# [PROBLEM REQUIREMENTS]
Arrange the listing below as a two-column CSV with the header row input,output, giving one row for each entry: its text under input and its answer under output. Put each field in double quotes and replace every line break with a space.

# [MATERIAL]

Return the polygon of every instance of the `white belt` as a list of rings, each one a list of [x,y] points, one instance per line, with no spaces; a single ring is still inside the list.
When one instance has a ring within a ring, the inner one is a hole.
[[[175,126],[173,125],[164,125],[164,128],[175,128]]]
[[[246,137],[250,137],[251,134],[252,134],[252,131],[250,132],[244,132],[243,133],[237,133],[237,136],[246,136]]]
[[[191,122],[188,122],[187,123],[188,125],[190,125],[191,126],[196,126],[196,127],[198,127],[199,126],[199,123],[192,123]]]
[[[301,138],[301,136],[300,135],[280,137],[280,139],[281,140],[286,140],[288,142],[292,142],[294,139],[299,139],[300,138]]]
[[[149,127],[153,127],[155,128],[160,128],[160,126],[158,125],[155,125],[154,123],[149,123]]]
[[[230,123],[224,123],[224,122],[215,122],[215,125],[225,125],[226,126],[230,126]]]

# [SOLUTION TO THIS PROBLEM]
input,output
"Return the polygon of every instance of the `white belt` as a list of rings, each one a list of [x,y] points, one instance per line, with no spaces; a single ring is still inside the list. When one instance has a ring within a ring, the inner one is a hole.","[[[175,126],[173,125],[164,125],[164,128],[175,128]]] [[[246,137],[250,137],[251,134],[252,134],[252,131],[250,132],[244,132],[243,133],[237,133],[237,136],[246,136]]] [[[191,122],[188,122],[187,123],[188,125],[190,125],[191,126],[196,126],[196,127],[198,127],[199,126],[199,123],[192,123]]] [[[301,138],[301,136],[300,135],[280,137],[280,139],[281,140],[286,140],[288,142],[292,142],[294,139],[299,139],[300,138]]] [[[149,127],[153,127],[155,128],[160,128],[160,126],[158,125],[155,125],[154,123],[149,123]]] [[[230,123],[224,123],[224,122],[215,122],[215,125],[225,125],[226,126],[230,126]]]"